▶ _Excerpted text_:
|---|

At first glance, long-term care insurance sounds like a good idea. You consider your Aunt Millie, who spent the last decade of her 101 years in a Wisconsin nursing home, leaving her children without any estate at all. But then you recall the case of a friend’s mother, who passed away after only a few months in a care facility-following years of long-term care insurance premium payments. What to do?
There’s no getting around it: Long-term care is expensive. A monthly care facility invoice can easily top $5,000, depending on the services needed. A resident who is unable to perform half a dozen Activities of Daily Living-such as eating, dressing, or bathing-will require a higher level of care. A resident who is mentally foggy or disoriented may also incur higher costs. Whether caused by Alzheimer’s or another type of dementia, cognitive impairment can require increased oversight, personal assistance, and medication provision. Prescriptions, wheelchairs, and transportation to medical appointments are among the typical additional costs.

|---|

Segmentation mask data
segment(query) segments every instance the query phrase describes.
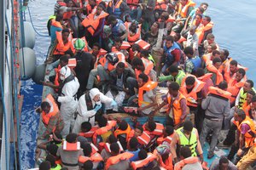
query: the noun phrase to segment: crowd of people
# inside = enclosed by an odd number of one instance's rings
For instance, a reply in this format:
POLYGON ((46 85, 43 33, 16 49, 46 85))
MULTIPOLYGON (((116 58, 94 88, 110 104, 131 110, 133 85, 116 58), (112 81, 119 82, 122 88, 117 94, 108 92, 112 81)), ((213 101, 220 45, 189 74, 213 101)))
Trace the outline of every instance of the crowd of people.
POLYGON ((38 160, 47 153, 39 169, 253 167, 253 82, 216 42, 207 8, 192 0, 57 0, 43 82, 55 93, 37 109, 47 140, 38 145, 38 160), (207 143, 208 159, 230 150, 207 165, 207 143))

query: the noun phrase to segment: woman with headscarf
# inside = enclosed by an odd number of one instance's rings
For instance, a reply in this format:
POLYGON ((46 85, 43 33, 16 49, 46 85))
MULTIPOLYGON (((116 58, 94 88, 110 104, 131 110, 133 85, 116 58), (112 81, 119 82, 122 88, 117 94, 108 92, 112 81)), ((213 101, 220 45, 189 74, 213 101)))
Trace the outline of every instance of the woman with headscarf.
POLYGON ((80 85, 68 66, 63 66, 61 69, 60 79, 62 82, 59 88, 61 93, 58 97, 58 102, 61 104, 60 111, 64 122, 62 136, 65 138, 70 133, 70 128, 73 128, 74 124, 74 113, 78 105, 76 94, 80 85))
POLYGON ((96 114, 102 109, 102 103, 105 105, 115 106, 116 102, 99 91, 98 88, 91 88, 89 93, 79 98, 77 108, 78 116, 75 121, 73 133, 79 133, 81 124, 89 122, 91 126, 95 125, 96 114))

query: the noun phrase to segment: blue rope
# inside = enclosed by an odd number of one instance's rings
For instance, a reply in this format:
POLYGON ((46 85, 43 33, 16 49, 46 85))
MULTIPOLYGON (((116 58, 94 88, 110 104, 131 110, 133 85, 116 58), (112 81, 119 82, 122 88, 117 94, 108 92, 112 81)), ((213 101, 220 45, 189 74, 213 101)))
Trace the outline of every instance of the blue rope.
POLYGON ((32 24, 32 27, 33 27, 35 32, 36 32, 38 36, 40 36, 40 37, 49 37, 49 35, 44 35, 44 34, 41 34, 41 33, 39 33, 39 32, 36 30, 36 28, 35 28, 35 26, 34 26, 34 24, 33 24, 33 21, 32 21, 32 16, 31 16, 31 13, 30 13, 30 9, 29 9, 29 7, 28 7, 28 6, 27 6, 27 9, 28 9, 28 14, 29 14, 29 17, 30 17, 30 21, 31 21, 31 24, 32 24))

|---|

▶ _Directions for this task_: Resume the text on long-term care costs from the point where it stops.

▶ _Output for this task_:
Long-term care insurance policies cover care at a nursing home or other facility, beginning with coverage of $60 a day for one year. These policies come with a range of premium costs, depending on the level of benefits and the age at which you purchase the policy.
While many Wisconsinites are interested in long-term care insurance, it is not right for everyone. Generally, consumers with high income and asset levels would often do best to simply pay for their own care as the need arises. Consumers with lower income and asset levels would often do best to consider other options, including available community services and their eventual eligibility for Medicaid-a federal- and state-supported program that can assist with long-term care.
In many cases the cost of long-term care insurance is too high for the benefits received. Paying for premiums should never cause a financial hardship. Financial experts suggest that a consumer should not spend more than 7 percent of their annual income for long-term care insurance.
Some consumers will find that they are ineligible for long-term care insurance due to preexisting conditions. If you have been diagnosed with early-onset Alzheimer’s disease, you are unlikely to qualify for a policy.
The Wisconsin Insurance Commissioner’s Office (http://oci.wi.gov) offers a Guide to Long-Term Care, which includes a worksheet to help you decide if long-term care insurance is the right choice for you. The guidebook also provides a checklist to help you compare different policies according to cost, benefits, and limitations.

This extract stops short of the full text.